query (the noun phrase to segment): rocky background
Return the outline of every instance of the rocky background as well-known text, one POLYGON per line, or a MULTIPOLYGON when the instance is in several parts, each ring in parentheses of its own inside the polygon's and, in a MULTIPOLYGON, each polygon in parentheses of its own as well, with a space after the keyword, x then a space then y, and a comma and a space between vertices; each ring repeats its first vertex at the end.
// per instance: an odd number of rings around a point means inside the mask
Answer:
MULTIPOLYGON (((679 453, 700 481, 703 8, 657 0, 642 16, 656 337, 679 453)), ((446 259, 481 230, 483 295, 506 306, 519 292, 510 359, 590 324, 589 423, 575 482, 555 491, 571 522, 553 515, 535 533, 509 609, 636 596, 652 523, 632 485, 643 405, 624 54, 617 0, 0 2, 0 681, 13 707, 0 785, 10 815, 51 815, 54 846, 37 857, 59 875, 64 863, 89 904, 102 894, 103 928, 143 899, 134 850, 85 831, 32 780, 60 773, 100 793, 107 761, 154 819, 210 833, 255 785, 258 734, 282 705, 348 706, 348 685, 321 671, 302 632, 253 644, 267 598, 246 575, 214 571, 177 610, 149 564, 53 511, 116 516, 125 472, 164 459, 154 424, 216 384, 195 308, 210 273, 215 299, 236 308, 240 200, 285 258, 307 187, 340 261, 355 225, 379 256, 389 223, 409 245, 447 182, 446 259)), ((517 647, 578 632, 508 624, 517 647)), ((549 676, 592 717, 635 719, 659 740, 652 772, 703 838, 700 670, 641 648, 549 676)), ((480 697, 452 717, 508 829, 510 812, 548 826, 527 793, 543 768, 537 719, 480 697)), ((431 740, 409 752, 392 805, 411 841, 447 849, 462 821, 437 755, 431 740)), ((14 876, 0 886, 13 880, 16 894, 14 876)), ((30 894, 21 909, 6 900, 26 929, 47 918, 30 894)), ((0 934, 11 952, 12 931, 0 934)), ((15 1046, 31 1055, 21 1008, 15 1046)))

■ ■ ■ ■

What the exercise asks>
Render all of the rows above as a numbered list, omitting any blank lines.

Result below>
1. query (the noun phrase to segment): rocky background
2. Return the outline of every instance of the rocky background as well-known text, one POLYGON per line, or a MULTIPOLYGON when the instance is in several parts, each ring in parentheses of its own inside the polygon's and, in a MULTIPOLYGON, each polygon in parentheses of its own as well, with a space after the keyword, x then a space then y, and a comma and a space between vertices; each ring repeats its first vertex at the end.
3. // per instance: an odd number of rings around a point means inside the mask
4. Answer:
5. MULTIPOLYGON (((679 453, 700 481, 703 8, 657 0, 642 16, 656 337, 679 453)), ((446 259, 481 230, 483 295, 506 306, 519 292, 510 359, 590 324, 589 423, 575 482, 555 491, 571 522, 553 515, 535 533, 509 609, 636 596, 652 523, 632 485, 643 405, 624 54, 617 0, 0 2, 0 681, 13 707, 0 785, 10 815, 51 815, 54 846, 37 857, 59 875, 64 863, 89 904, 102 894, 103 928, 143 899, 134 850, 85 831, 32 780, 60 773, 100 793, 107 761, 154 819, 210 833, 255 785, 258 734, 282 705, 348 706, 348 685, 321 671, 302 632, 253 644, 267 598, 246 575, 214 571, 177 610, 149 564, 53 511, 116 516, 125 472, 164 459, 154 424, 216 384, 195 308, 210 273, 215 299, 236 308, 240 200, 285 258, 307 187, 340 261, 355 225, 379 256, 389 223, 409 245, 447 182, 446 259)), ((517 647, 578 632, 508 624, 517 647)), ((549 676, 592 717, 635 719, 659 740, 652 772, 703 838, 700 670, 641 648, 549 676)), ((480 697, 452 717, 508 829, 510 812, 548 826, 527 793, 543 768, 537 719, 480 697)), ((431 740, 409 752, 392 805, 411 841, 447 849, 462 821, 437 755, 431 740)), ((14 876, 0 886, 13 880, 16 894, 14 876)), ((30 894, 21 909, 6 900, 26 929, 47 918, 30 894)), ((0 934, 11 952, 12 931, 0 934)), ((15 1046, 31 1055, 21 1008, 15 1046)))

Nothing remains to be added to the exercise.